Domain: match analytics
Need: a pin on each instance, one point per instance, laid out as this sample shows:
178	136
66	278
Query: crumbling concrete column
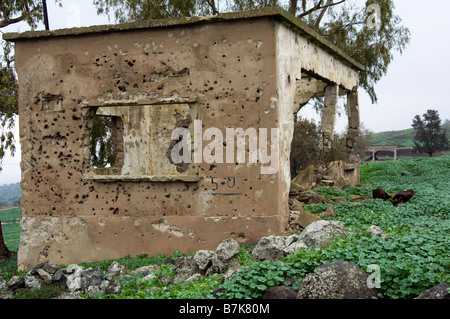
329	116
353	125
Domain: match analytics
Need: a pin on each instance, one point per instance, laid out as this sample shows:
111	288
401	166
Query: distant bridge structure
374	149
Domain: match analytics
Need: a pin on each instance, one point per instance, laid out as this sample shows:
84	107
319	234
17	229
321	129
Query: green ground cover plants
414	258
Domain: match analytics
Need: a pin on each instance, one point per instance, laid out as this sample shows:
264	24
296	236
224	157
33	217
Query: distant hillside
403	138
9	194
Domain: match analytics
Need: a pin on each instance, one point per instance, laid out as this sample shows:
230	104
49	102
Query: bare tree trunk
5	253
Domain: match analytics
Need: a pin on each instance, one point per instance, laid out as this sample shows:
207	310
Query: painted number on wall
224	186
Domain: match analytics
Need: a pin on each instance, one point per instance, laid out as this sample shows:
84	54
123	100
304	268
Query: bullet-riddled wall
204	75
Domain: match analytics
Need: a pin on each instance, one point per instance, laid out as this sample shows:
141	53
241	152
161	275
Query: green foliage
429	137
413	258
9	194
343	25
256	278
304	145
45	292
11	229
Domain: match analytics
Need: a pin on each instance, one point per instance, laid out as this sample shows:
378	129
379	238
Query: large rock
276	247
207	262
184	268
320	232
337	280
306	177
304	219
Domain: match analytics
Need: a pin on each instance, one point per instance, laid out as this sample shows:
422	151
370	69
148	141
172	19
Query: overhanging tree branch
28	13
319	6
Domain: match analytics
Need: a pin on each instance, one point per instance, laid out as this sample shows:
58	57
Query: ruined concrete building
237	70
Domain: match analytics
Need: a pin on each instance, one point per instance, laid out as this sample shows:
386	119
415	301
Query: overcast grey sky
416	81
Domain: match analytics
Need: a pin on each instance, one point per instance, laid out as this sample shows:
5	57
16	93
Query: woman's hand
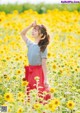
46	83
33	24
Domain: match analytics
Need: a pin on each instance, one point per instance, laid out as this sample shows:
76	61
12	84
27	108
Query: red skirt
30	73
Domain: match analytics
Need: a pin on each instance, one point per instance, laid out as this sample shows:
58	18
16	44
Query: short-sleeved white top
34	54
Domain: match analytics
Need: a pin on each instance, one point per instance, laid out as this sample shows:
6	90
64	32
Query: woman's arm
23	32
44	70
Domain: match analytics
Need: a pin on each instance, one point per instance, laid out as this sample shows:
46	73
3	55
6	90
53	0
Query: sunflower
70	104
8	97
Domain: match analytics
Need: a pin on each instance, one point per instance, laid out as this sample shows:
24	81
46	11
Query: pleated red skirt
30	73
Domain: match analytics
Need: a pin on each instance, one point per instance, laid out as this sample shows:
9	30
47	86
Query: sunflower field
63	62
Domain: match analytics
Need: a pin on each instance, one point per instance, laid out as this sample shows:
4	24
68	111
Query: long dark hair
45	38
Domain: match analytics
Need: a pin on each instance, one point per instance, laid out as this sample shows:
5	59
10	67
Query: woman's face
35	32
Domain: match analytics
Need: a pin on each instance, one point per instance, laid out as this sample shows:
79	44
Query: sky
28	1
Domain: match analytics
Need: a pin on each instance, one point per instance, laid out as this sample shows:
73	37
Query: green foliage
40	8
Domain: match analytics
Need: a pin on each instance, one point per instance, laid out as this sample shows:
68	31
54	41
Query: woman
37	56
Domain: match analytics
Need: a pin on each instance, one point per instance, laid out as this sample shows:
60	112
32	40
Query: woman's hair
45	38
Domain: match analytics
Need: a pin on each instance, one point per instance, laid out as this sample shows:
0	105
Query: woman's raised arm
23	32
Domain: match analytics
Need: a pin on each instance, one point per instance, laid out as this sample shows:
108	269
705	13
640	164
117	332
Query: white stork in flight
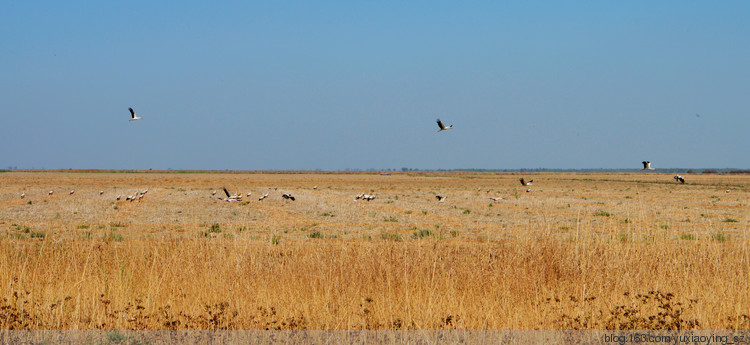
133	116
443	127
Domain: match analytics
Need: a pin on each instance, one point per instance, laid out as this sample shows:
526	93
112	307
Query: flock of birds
138	195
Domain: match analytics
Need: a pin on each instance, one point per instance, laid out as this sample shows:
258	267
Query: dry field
580	251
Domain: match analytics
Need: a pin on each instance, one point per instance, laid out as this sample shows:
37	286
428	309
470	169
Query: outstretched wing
440	124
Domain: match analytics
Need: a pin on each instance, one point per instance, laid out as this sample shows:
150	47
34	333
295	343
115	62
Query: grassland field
577	251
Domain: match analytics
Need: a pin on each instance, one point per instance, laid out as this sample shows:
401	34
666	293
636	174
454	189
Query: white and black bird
442	126
133	116
232	196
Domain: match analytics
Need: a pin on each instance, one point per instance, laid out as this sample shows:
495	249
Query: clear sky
334	85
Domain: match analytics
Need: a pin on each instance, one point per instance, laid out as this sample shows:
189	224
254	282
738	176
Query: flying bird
133	116
442	126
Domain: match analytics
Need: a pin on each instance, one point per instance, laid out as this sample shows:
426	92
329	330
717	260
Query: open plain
577	251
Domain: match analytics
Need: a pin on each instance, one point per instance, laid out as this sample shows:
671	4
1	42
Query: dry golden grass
580	251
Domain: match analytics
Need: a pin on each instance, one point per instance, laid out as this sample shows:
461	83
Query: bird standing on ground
442	126
133	116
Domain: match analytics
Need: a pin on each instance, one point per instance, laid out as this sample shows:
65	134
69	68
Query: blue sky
336	85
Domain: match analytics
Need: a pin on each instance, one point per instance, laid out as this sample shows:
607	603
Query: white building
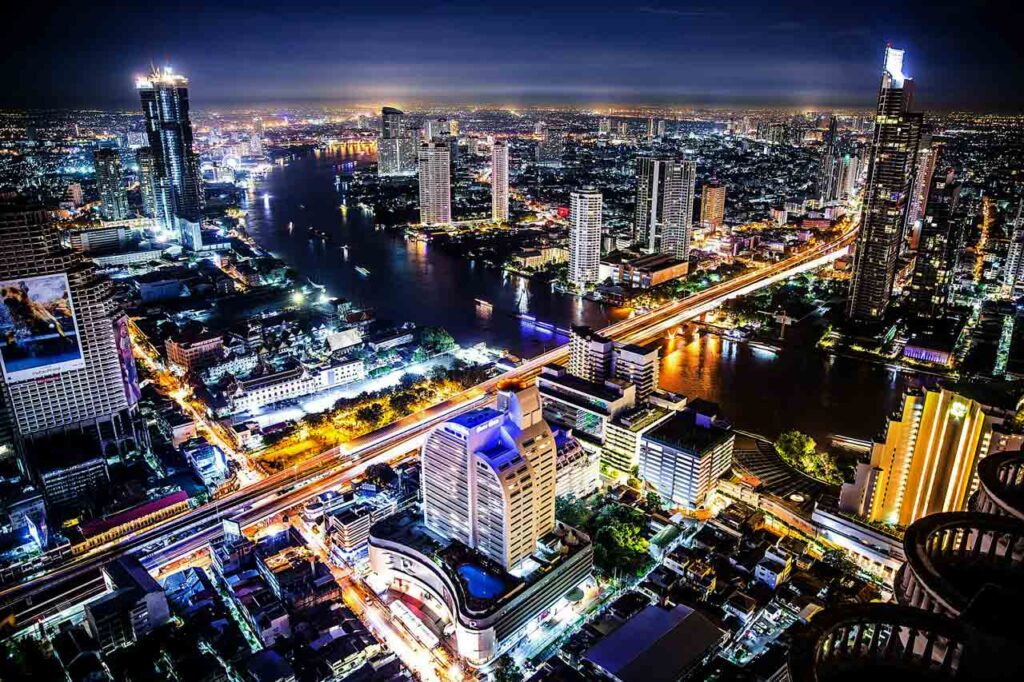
435	183
500	181
488	478
585	238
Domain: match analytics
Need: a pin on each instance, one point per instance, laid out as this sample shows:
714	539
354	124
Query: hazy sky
966	54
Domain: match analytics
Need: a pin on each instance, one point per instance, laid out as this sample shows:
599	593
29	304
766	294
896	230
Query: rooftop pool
479	583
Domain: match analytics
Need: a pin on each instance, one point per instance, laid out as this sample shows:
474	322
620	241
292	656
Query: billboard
129	375
38	329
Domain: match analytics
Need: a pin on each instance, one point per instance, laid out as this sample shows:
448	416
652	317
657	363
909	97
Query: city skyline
796	54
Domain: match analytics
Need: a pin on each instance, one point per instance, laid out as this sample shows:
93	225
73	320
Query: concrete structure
488	478
177	193
664	215
926	459
890	174
435	183
500	181
110	182
585	238
684	457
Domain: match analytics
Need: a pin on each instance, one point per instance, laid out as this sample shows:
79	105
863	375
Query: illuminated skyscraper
500	181
114	200
178	195
396	146
664	214
713	205
435	183
585	237
488	477
936	248
926	459
72	369
887	196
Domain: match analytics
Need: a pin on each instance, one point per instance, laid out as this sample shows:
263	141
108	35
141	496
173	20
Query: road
180	535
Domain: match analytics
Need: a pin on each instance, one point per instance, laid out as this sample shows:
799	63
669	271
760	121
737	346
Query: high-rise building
488	477
585	237
175	166
396	145
1013	272
664	213
72	368
926	459
146	182
936	248
435	183
590	354
114	200
500	181
684	456
890	175
829	165
713	205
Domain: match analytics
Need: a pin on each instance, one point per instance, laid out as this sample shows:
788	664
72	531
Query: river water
758	390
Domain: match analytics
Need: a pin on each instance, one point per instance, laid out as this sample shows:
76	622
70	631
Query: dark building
887	194
936	247
177	194
109	182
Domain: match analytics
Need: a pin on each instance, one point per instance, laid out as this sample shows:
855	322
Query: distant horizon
795	53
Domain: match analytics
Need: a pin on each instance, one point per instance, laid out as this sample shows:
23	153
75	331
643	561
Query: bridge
66	585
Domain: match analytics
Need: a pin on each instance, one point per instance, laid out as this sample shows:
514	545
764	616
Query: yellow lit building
925	460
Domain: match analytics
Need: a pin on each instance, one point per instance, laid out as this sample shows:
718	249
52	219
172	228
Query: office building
585	238
685	456
1013	272
713	206
590	354
488	478
396	145
435	183
887	196
926	458
933	267
500	181
110	182
664	212
85	379
178	195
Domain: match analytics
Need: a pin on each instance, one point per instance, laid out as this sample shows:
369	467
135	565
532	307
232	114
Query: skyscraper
585	237
73	369
396	146
488	477
936	248
114	200
175	166
435	183
713	205
664	213
500	181
890	173
829	166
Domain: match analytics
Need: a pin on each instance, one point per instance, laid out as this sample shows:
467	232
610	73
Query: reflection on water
757	389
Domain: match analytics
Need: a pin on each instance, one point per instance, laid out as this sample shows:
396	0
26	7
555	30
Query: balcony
887	640
950	556
1000	485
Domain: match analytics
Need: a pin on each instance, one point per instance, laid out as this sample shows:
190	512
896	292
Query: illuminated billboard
38	329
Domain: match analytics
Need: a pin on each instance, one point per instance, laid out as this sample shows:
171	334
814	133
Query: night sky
964	54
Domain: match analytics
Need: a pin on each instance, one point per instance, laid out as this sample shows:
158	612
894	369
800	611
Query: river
758	390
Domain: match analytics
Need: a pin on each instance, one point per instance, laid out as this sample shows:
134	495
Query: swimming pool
479	583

#### Challenge:
Which lines above contain the word "white"? Report each of them in full.

#### Task result:
Query: short-sleeved white top
Query: white stork in flight
Query: white and black bird
Query: white building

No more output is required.